## INSTRUCTIONS FOR THE TASK
Rewrite all the items below, swapping every occurrence of "supply" for "provide" and leaving everything else unchanged.

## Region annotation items
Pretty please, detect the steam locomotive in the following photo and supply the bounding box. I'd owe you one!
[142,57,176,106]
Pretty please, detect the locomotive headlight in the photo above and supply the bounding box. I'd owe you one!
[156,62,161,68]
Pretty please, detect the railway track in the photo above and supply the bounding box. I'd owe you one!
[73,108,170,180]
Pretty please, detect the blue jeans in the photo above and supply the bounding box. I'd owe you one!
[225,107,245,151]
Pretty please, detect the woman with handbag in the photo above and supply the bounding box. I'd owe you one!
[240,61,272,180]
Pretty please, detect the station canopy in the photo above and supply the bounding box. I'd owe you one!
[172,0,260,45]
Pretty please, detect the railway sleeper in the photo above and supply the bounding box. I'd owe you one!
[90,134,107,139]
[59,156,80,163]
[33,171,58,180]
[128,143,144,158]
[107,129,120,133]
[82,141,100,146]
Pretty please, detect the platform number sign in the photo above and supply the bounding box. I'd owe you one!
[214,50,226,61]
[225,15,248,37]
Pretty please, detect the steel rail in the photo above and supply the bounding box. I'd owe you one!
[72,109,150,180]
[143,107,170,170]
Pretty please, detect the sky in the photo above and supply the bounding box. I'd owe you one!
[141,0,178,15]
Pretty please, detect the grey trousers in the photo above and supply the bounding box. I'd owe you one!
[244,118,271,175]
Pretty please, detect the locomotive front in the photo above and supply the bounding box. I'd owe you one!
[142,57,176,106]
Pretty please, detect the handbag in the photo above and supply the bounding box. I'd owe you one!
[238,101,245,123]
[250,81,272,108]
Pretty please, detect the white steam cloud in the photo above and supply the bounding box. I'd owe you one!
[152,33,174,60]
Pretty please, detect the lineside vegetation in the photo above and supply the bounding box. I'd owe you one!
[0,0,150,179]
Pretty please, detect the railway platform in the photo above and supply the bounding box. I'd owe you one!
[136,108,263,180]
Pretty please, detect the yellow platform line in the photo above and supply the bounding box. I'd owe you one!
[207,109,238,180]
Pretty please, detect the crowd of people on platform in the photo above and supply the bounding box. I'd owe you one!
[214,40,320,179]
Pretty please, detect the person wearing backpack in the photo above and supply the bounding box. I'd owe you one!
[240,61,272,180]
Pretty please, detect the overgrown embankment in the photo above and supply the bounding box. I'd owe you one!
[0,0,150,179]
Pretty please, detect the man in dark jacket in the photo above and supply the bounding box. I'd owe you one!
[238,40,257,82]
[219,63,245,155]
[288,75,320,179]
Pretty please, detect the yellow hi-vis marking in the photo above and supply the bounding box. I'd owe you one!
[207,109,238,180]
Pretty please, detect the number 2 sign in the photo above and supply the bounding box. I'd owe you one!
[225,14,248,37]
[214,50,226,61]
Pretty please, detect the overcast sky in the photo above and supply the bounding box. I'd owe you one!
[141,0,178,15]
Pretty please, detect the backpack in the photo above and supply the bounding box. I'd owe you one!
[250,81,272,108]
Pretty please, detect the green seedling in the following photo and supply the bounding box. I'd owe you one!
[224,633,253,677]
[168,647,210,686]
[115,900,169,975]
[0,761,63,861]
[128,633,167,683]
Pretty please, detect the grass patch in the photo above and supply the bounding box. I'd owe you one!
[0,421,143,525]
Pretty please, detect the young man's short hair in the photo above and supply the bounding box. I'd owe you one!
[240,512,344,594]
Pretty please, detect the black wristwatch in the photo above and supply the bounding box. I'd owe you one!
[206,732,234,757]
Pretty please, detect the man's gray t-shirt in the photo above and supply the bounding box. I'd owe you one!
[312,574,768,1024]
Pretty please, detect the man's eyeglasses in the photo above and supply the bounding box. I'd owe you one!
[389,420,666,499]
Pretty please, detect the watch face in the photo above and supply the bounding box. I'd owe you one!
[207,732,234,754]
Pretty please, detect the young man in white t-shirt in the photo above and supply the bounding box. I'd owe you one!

## SOLUTION TO THE EXERCISE
Pretty please, detect the steam locomotive in the following photo and provide the bounding box. I'd owe you one!
[142,57,176,106]
Pretty please, detect the locomotive headlight in the photo above and provide the bounding box. I'd owe you one!
[156,62,161,68]
Pretty please, detect the railway track in the photo above and provide the bounding box. I'd owe you one!
[73,108,170,180]
Pretty please, detect the blue jeans in the photo above and provide the bounding box. I'd owe you one!
[225,107,245,151]
Pretty please, detect the woman with handbag in the photo above and provide the bounding box. I'd owe you one!
[240,61,272,180]
Pretty please, detect the station canopy in the photo above and provide the bounding box. I'd owe you one!
[172,0,260,45]
Pretty please, detect the railway sleeper in the photo above and provide the bounding box. I'd owe you one!
[90,134,107,139]
[59,156,80,163]
[33,171,58,180]
[128,143,144,158]
[107,129,120,133]
[82,141,100,146]
Pretty please, detect the platform number sign in the photo above and provide the bounding box. I'd owe you one!
[214,50,226,61]
[225,15,248,37]
Pretty please, detect the steel rail in the photo above and provide the bounding box. I'd owe you one!
[72,109,150,180]
[143,107,170,170]
Pretty please, detect the sky in the photo above and provide the bounding box. I'd owe you one!
[141,0,178,15]
Pretty please, detect the grey trousers in the photo above and provide the bounding box. I'd owe you one!
[244,118,271,175]
Pretty please, detect the locomotive front in the photo above and provide the bounding box. I'd owe you one!
[142,57,176,106]
Pretty please, detect the handbag in the photo above and provide the bounding box. I'd owe you one!
[238,101,245,123]
[250,81,272,108]
Pretty please, detect the white steam cloud in the photo above and provide the bounding box. I'd owe you one!
[152,33,174,60]
Pretty please, detect the lineside vegetation in the photo above and provide the bounding box. I'd owe you one!
[0,0,150,179]
Pretty please, detect the railway platform in the photo above and provide the bounding box. I'd owe you one!
[136,108,263,180]
Pretty please, detect the yellow platform line in the photo above and provide the bounding box. I'd owe you one!
[207,109,238,180]
Pretty please, detect the crowd of people on platform in the photo above and provide the bounding box. I'd owe you one!
[214,40,320,179]
Pretty please, detect the person wearing backpack in the photo above and provide the bounding box. I'd owe you one!
[240,61,272,180]
Pretty please, detect the overgrown embankment in the photo above and provide the bounding box. I'd owe you one!
[0,0,150,179]
Pretty please, detect the man in dark jacket in the photo above and provide the bounding box. I'd owe you one!
[238,40,257,82]
[219,63,245,155]
[288,75,320,179]
Pretty please, detect the yellow hi-vis marking in the photo above and provide the bounding box. I'd owe you one!
[207,109,238,180]
Pretty please, detect the number 2 sign in the photo above and provide the bounding box. I'd owe you one!
[225,14,248,37]
[214,50,226,61]
Pretty please, detect the overcast sky in the photo above and provide the bounding box. I'd owe you one!
[141,0,178,15]
Pretty please, detect the backpack in the photo above and provide the bounding box. I'd owe you one!
[250,81,272,108]
Pretty please, detect the green seedling in the following photo and provide the bounding box. I'd owe you one!
[224,633,253,677]
[168,647,210,686]
[115,900,169,975]
[0,761,63,861]
[128,633,167,683]
Pretty please, detect the grass patch in the photo above and provide the bounding box. I'd owe you one!
[0,421,143,525]
Pretty please, detect the young man's short hair in the photo above and provide the bounding box. I'd owe you one!
[240,512,344,594]
Pretty please, detect the black wristwatch in the photo above and provide the bounding box. I'd owe you one!
[206,732,234,757]
Pretty please, detect the man's gray t-shirt in the photo above and provide the bounding box. I'd owe you one!
[312,574,768,1024]
Pretty please, detect the man's eyeglasses in the photo above and provide the bounding box. I'd owe you one!
[389,420,666,499]
Pretty please, detect the watch face in the photo above and provide the bounding box. I'd owe you one!
[207,732,234,754]
Pretty please, detect the young man in white t-shirt in the photo above and provide the bounding box. I'd owe you one!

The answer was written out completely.